▶ _Excerto do documento_:
+ + + + +
Eidilene Rocha encontra-se na fase final do curso de Ciências Náuticas, vertente pilotagem, na Uni-CV. Há cerca de um ano que estagia na CV Interilhas, onde já desenvolveu várias actividades como tripulante de navio de cabotagem. Esta sua curta, porém, intensa experiência fez com que “validasse” a sua opinião de que a mulher não é o “sexo frágil”.
Eidilene Rocha, ou Eidi, como é mais conhecida, nasceu há 26 anos em Pero Dias, ilha de Santo Antão. Aos sete, mudou-se para São Vicente com a família, porém, já conhecia a ilha do Monte Cara. É com alegria que recorda as viagens que realizava no canal Santo Antão-São Vicente, para ela, momentos de verdadeira magia.
“Nasci numa zona bem distante do mar e lembro-me da minha alegria quando me diziam que vinha para São Vicente, porque sabia que ia ver o mar e viajar de barco”, recorda nesta viagem ao tempo ao A NAÇÃO.
Conhecer o mundo
Com espírito aventureiro e uma vontade imensa de conhecer novos lugares, Eidi diz-nos que o seu sonho de infância era ser piloto de avião, mas, hoje, diz, infelizmente ou felizmente, não conseguiu realizá-lo.
“Quando criança, eu sonhava em ser piloto de avião, mas tendo em conta que era uma profissão exercida maioritariamente por homens, receosa, ainda cheguei a decidir que ia ser aeromoça. Na verdade, o que eu queria mesmo era viver a viajar pelo mundo, conhecendo novos lugares, e essas eram as profissões que, na minha maneira de olhar a vida e o mundo, poderiam dar-me essas possibilidades”.
Decisão pessoal
Diante das impossibilidades surgidas, entretanto, na hora de escolher o que fazer depois de concluído o ensino secundário, a nossa entrevistada diz que acabou por “adaptar” os sonhos, optando pelo curso de Ciências Náuticas. Mas confessa também que isso não foi fácil.
“Quando terminei o 12º ano estava preste a abandonar os estudos e começar a trabalhar por não ter condições financeiras de custear o curso, mas, felizmente, graças à ajuda da minha irmã que reside no exterior, consegui dar continuidade aos estudos. Mesmo assim, ainda tive de conciliar os estudos com vários trabalhos, garçonete, recepcionista e até de ferreira já trabalhei”, conta.
Embora tenha familiares que trabalham no sector marítimo, Eidi diz que não foi influenciada por nenhum deles, já que a sua opção foi feita de forma espontânea e individual.
+ + + + +
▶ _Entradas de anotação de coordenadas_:
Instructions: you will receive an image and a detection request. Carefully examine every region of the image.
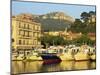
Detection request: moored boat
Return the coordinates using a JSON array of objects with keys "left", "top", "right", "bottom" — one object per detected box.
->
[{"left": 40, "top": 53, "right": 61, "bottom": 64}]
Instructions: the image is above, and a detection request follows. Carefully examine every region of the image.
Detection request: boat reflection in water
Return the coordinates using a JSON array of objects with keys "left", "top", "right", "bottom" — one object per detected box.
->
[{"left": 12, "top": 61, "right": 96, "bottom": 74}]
+ + + + +
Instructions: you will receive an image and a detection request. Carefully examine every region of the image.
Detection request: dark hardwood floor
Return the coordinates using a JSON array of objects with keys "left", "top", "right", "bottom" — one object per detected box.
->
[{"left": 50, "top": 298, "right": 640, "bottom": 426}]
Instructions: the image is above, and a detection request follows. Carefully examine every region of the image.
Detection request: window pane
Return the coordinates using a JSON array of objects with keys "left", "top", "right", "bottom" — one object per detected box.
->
+ + + + +
▶ _Enunciado do exercício_:
De acordo com o texto sobre Eidilene Rocha, em que localidade e ilha ela nasceu? As entradas são um material à parte, separado do texto.

▶ _Resolução do exercício_:
Em Pero Dias, na ilha de Santo Antão.